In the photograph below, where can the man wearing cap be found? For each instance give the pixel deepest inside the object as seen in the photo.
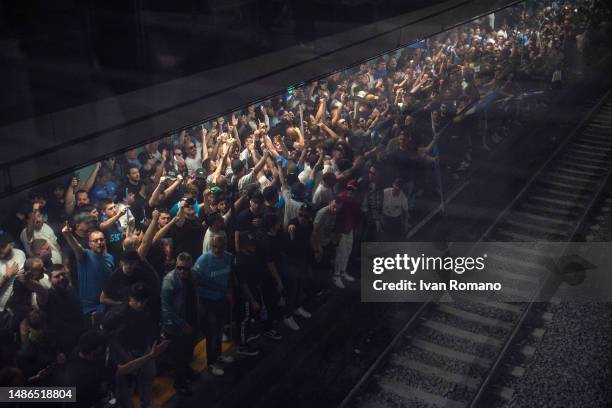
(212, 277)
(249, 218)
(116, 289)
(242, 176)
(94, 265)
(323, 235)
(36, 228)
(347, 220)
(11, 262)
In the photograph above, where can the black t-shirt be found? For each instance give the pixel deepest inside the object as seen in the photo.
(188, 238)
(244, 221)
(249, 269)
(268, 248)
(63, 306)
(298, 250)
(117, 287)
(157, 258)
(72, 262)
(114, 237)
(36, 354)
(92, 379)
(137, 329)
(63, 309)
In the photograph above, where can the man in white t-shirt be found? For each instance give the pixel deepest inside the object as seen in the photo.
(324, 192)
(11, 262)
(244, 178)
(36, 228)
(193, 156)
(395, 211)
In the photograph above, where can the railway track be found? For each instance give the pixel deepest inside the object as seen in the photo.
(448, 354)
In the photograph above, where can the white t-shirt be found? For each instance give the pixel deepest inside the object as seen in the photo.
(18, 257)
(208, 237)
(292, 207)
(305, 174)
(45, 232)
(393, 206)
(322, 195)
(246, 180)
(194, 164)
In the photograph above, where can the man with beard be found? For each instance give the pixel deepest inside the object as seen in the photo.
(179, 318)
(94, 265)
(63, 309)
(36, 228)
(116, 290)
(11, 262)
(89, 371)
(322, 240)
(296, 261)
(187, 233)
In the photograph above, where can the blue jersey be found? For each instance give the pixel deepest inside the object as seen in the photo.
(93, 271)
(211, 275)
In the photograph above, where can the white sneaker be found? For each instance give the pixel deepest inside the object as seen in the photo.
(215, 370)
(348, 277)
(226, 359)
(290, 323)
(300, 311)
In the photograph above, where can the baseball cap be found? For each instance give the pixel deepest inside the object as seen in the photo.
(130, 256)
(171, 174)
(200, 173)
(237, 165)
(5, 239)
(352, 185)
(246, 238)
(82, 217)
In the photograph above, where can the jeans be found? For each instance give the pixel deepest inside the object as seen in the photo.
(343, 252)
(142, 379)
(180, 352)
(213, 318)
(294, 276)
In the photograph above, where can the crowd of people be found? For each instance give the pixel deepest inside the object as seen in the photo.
──────────
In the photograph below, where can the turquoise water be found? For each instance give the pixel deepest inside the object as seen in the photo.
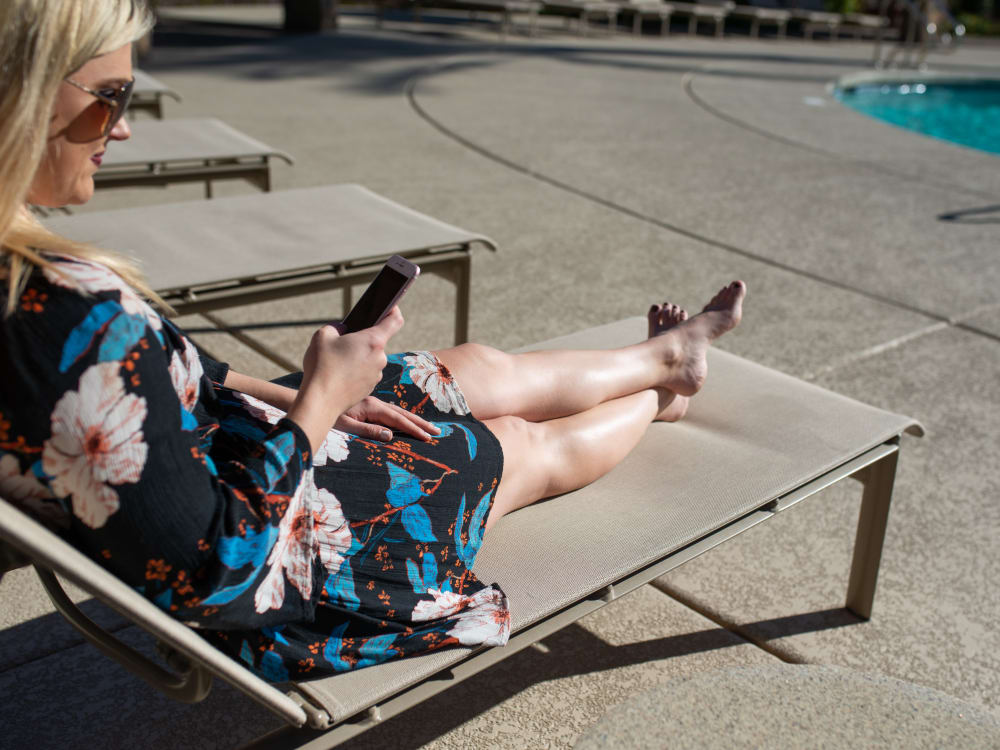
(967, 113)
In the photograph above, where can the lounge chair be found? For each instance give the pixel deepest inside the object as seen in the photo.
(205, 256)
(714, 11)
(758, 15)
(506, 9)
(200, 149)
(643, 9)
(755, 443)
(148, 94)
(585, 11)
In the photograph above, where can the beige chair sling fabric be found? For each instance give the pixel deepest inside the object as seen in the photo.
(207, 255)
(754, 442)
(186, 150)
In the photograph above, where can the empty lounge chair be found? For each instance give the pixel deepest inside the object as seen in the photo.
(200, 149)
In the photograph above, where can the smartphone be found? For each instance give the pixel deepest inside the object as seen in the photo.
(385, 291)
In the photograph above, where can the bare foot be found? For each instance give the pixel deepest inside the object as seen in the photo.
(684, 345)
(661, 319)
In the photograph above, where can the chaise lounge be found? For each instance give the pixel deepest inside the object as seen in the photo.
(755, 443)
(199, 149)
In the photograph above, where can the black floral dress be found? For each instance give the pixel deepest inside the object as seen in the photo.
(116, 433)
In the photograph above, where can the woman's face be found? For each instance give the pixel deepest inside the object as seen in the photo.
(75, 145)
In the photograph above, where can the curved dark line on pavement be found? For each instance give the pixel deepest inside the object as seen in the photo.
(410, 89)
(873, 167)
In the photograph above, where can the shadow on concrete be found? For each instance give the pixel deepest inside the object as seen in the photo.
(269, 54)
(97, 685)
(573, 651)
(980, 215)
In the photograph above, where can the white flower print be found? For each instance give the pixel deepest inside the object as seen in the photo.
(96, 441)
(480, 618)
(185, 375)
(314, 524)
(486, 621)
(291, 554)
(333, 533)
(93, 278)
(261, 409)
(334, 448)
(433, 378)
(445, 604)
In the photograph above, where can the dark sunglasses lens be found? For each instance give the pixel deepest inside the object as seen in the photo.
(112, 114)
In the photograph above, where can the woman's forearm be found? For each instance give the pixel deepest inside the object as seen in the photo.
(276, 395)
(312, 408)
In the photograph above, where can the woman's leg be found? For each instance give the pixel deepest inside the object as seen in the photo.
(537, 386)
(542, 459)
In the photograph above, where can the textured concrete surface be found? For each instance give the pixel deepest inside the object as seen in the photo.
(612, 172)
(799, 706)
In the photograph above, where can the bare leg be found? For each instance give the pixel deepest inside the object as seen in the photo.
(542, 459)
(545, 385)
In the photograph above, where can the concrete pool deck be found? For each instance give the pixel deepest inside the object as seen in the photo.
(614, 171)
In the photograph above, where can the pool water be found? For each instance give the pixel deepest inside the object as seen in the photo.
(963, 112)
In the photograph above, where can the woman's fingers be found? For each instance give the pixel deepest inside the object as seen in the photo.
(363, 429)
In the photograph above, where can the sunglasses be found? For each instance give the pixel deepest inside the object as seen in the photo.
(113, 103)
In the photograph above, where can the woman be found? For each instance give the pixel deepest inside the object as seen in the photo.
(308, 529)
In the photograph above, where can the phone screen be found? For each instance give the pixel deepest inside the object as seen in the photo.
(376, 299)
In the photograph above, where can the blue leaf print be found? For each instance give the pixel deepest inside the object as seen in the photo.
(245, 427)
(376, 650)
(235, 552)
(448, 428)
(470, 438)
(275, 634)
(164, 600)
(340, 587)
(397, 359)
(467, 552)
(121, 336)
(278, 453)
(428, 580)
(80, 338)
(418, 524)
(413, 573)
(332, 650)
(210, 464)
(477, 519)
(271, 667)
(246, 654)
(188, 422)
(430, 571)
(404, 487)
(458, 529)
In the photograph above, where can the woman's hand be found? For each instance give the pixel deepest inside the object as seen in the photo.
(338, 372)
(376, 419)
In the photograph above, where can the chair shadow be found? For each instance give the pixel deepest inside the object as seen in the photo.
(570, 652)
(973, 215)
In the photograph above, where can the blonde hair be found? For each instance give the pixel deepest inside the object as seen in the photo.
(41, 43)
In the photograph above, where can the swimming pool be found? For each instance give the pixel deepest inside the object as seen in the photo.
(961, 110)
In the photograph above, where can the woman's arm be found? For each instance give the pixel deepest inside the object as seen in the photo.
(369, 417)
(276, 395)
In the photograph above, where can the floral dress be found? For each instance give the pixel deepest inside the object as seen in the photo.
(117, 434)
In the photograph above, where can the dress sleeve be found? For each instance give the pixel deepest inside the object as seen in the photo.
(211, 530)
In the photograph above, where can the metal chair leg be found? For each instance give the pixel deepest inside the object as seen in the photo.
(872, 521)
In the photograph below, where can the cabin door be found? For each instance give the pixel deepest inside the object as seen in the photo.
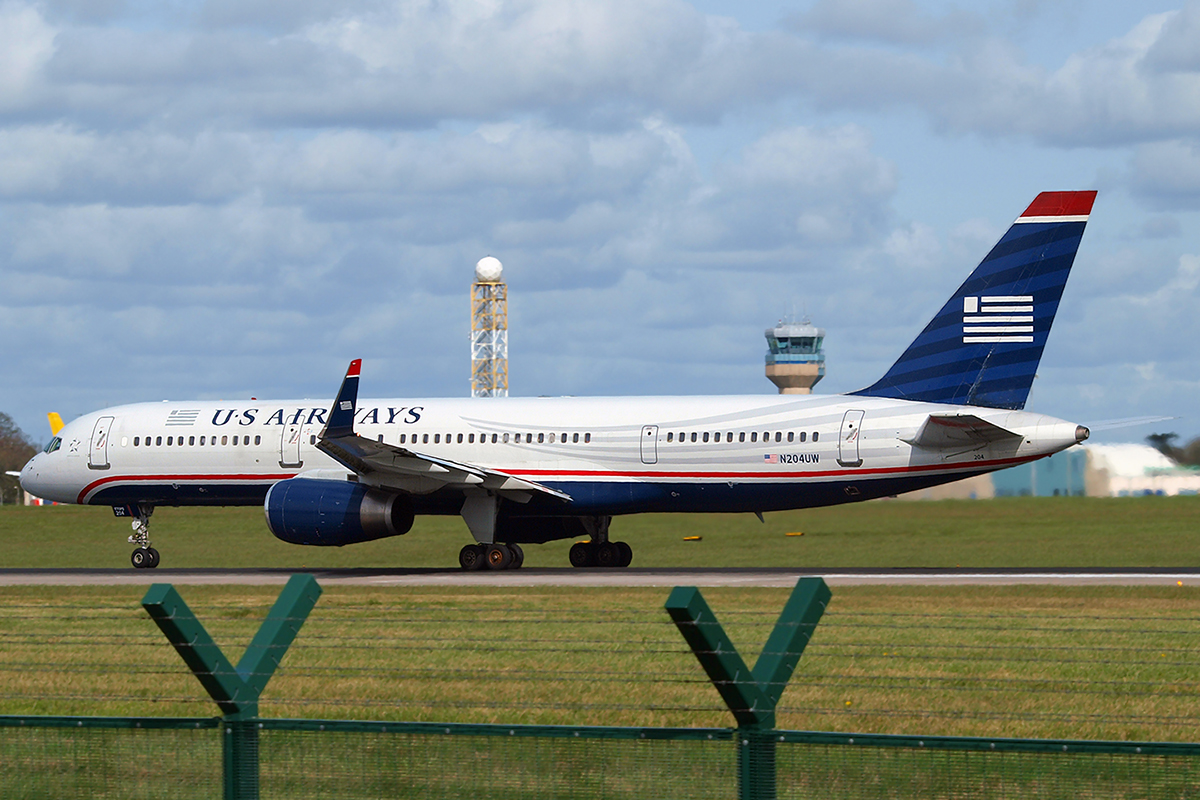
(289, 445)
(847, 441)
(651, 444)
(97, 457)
──────────
Required task: In the data, copy the lines from the one containing "In the photograph above, where can the black t-shirt" through the one containing "In the photograph above, where can the crowd", swapping "baseball cap" for "ball cap" and leaving everything else unchanged.

Exercise result:
In the photograph above, where can the black t-shirt be found? For each instance give the pixel deepest inside the object as seen in the photo.
(188, 238)
(244, 221)
(249, 269)
(268, 248)
(63, 306)
(298, 250)
(117, 287)
(157, 258)
(72, 262)
(114, 237)
(36, 354)
(92, 379)
(137, 329)
(63, 309)
In the photograph above, where can the man in white t-shirt be found? For each instance give the pixel deepest inside the object as seen in the photo.
(324, 192)
(11, 262)
(244, 178)
(36, 228)
(193, 156)
(395, 211)
In the photograph above, where can the railway track be found? For each instance give the pixel deepest inside the object as seen in the photo.
(448, 354)
In the photograph above, where can the white t-shirt be found? For each instance give the pixel deepest inside the object as seen in the photo.
(18, 257)
(208, 237)
(292, 207)
(305, 174)
(45, 232)
(393, 206)
(322, 195)
(246, 180)
(194, 164)
In the photograph above, where can the man with beard be found? For each instance give the pixel deepest inside the object as seen in the photo.
(179, 318)
(94, 265)
(63, 309)
(36, 228)
(116, 290)
(11, 262)
(89, 371)
(322, 240)
(296, 261)
(187, 233)
In the photograph above, where can the blue jersey be found? For each instance give the pixel deepest inside the object as seen in the photo.
(93, 271)
(211, 275)
In the photograph above, where can the white sneaker be found? For each instance give the pixel deepest inside the object as seen in the photo.
(215, 370)
(348, 277)
(226, 359)
(290, 323)
(300, 311)
In the photograph above, where can the ball cap be found? For each instance give the pixel deepest inside the object as seen in the photo.
(130, 256)
(171, 174)
(200, 173)
(237, 165)
(5, 239)
(352, 185)
(246, 238)
(82, 217)
In the photograph above, where can the jeans be found? For each instance give the pixel deepest inside the object as seen in the photo.
(343, 252)
(142, 379)
(180, 352)
(213, 318)
(294, 276)
In the photograph above, where can the crowd of people be found? For each instance give the pixel deepest inside the object as seen in the photo.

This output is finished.